— START —

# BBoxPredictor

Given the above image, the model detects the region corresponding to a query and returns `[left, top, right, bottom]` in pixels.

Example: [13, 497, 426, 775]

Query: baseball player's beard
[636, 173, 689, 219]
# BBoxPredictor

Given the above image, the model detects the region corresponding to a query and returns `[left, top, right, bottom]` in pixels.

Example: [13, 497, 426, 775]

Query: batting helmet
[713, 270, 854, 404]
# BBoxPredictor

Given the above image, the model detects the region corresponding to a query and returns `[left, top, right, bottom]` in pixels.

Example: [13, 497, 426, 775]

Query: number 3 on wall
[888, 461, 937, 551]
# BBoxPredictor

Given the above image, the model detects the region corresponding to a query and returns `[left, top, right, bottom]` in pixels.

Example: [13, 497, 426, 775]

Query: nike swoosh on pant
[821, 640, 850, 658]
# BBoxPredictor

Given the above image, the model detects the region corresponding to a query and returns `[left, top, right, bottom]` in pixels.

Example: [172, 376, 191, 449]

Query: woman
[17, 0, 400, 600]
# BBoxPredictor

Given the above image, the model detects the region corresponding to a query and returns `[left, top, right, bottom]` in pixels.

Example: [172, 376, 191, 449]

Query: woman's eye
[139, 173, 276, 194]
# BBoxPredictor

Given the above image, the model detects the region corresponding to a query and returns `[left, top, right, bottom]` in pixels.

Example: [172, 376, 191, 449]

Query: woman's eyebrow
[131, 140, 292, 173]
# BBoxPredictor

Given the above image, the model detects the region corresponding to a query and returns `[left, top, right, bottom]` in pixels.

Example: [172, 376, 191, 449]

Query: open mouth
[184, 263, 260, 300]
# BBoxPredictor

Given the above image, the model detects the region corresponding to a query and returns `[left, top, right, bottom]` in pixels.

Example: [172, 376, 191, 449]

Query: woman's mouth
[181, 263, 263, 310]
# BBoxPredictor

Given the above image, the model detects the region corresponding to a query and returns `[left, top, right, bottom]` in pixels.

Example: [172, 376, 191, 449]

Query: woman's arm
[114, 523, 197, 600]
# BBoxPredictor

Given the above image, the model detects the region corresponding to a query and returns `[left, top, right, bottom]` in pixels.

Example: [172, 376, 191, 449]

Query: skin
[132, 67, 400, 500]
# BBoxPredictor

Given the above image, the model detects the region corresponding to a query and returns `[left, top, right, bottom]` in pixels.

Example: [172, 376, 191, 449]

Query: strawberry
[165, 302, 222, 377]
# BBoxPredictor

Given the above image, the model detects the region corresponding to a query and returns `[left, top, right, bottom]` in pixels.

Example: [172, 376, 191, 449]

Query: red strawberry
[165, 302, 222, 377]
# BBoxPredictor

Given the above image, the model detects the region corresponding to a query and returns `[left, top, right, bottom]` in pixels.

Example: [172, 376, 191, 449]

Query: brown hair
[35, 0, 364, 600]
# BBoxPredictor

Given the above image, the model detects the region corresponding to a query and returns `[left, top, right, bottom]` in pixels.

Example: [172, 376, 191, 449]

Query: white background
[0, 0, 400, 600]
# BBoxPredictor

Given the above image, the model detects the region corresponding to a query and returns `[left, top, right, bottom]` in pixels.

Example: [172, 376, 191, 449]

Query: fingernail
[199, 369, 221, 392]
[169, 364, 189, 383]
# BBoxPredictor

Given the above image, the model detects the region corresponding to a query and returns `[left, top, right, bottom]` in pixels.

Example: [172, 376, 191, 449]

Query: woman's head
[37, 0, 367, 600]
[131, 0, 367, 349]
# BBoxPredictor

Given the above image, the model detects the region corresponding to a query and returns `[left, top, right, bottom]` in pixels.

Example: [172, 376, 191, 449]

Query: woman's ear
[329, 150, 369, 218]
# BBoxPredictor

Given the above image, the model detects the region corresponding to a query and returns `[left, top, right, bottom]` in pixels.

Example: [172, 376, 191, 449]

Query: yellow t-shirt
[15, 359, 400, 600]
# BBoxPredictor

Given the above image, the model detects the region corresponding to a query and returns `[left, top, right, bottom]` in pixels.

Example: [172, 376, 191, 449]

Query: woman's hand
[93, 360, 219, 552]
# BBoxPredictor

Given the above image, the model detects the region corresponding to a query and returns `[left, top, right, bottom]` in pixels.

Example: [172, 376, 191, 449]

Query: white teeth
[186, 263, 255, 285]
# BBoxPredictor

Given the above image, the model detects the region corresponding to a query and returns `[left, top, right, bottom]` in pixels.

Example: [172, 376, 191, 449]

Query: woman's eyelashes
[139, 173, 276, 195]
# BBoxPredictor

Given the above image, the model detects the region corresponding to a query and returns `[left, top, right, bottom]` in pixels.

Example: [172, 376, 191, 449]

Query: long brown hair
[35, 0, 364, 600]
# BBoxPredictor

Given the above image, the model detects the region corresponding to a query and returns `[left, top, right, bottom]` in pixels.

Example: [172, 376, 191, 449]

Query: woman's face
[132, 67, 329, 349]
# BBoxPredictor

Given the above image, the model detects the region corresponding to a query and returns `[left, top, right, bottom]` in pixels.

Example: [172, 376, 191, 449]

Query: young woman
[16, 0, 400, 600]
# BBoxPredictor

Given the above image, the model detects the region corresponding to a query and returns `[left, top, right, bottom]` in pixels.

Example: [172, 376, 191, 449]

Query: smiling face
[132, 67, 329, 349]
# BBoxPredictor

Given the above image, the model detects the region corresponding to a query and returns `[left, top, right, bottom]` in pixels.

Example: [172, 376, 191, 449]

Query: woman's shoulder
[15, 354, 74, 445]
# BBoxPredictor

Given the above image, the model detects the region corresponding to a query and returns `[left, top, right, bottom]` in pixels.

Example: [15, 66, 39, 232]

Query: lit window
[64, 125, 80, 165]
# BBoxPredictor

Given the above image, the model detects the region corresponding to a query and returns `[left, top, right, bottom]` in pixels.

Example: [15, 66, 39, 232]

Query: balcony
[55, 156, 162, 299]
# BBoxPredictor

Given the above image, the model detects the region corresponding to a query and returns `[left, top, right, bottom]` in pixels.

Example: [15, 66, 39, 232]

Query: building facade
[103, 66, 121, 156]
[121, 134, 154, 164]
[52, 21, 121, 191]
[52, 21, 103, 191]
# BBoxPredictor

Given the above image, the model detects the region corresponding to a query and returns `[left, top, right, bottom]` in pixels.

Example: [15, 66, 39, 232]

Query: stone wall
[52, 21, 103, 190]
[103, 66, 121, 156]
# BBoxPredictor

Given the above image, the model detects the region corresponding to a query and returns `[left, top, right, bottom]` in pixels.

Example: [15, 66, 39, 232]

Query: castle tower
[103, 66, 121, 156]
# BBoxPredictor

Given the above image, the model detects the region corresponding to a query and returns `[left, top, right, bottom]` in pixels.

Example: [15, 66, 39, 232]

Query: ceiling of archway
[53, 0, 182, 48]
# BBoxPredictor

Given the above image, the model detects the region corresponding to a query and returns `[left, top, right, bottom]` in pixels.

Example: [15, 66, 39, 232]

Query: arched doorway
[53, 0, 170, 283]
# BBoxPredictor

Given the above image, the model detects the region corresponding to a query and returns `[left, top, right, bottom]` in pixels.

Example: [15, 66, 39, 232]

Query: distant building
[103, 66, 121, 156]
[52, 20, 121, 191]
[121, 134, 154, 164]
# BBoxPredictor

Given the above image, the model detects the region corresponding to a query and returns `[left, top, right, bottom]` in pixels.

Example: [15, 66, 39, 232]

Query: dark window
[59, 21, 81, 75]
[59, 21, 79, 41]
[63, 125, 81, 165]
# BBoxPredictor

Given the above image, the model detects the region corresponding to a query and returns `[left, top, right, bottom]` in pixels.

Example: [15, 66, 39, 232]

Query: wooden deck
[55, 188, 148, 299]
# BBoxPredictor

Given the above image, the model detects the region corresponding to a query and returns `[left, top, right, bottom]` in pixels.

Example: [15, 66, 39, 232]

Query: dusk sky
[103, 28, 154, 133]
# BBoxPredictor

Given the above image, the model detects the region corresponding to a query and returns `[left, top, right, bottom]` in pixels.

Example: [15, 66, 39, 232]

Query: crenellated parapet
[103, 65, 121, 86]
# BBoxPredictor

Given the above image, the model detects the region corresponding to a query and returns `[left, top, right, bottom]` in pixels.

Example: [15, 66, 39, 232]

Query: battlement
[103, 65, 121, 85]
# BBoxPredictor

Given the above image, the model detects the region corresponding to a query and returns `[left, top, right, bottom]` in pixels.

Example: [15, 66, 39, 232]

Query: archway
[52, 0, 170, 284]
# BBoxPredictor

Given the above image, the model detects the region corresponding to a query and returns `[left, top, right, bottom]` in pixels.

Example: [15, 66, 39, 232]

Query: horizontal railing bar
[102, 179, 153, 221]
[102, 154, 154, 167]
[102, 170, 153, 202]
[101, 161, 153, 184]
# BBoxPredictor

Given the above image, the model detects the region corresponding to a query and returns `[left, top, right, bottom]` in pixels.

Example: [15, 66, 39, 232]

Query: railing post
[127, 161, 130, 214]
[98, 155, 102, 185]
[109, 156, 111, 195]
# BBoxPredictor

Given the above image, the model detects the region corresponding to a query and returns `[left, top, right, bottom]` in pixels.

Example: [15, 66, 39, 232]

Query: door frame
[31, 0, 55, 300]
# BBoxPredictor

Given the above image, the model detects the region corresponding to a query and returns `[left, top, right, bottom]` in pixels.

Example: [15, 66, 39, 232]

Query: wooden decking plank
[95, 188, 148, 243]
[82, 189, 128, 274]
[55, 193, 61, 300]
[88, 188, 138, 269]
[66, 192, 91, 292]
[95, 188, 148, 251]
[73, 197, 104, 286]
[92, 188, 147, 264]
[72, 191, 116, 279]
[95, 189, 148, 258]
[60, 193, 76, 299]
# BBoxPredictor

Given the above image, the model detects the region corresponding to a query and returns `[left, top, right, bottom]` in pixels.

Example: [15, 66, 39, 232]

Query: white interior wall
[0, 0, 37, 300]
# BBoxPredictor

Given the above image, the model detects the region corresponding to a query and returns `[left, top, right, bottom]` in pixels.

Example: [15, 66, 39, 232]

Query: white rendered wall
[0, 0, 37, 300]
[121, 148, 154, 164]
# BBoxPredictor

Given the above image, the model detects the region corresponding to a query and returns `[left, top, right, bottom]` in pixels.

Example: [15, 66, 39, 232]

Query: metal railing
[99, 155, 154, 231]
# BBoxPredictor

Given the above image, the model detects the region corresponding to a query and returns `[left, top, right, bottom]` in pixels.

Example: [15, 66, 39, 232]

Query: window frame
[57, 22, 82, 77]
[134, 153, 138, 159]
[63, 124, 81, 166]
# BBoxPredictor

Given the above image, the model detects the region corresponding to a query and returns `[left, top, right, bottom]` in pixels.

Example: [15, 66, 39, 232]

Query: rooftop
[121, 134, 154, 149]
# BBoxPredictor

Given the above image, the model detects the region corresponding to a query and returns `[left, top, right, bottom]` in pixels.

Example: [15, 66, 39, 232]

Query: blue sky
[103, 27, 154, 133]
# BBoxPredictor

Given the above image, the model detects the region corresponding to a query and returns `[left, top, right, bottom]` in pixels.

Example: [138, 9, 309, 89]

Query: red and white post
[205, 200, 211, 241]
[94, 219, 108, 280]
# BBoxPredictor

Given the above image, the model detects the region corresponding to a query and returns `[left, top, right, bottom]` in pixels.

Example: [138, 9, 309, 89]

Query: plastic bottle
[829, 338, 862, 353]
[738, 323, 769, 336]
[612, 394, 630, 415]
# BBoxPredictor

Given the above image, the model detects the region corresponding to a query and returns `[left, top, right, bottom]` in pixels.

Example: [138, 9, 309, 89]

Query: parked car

— END —

EXERCISE REQUIREMENTS - Switch "batting helmet" to "catcher's mask" in the records from the first line up to and including the line with "[713, 270, 854, 404]". Leave everything else unchanged, and give back only those lines.

WRITTEN SOLUTION -
# BBoxPredictor

Given the above image, the model detects the region corresponding to a query and returns `[left, top, right, bottom]` in pixels.

Example: [13, 497, 426, 775]

Query: baseball player's beard
[636, 173, 689, 219]
# BBoxPredictor

Given the above image, the model detects the region corresponding to a query and returns `[left, top, right, bottom]` in pixels.

Example: [13, 497, 426, 775]

Query: catcher's mask
[713, 270, 854, 404]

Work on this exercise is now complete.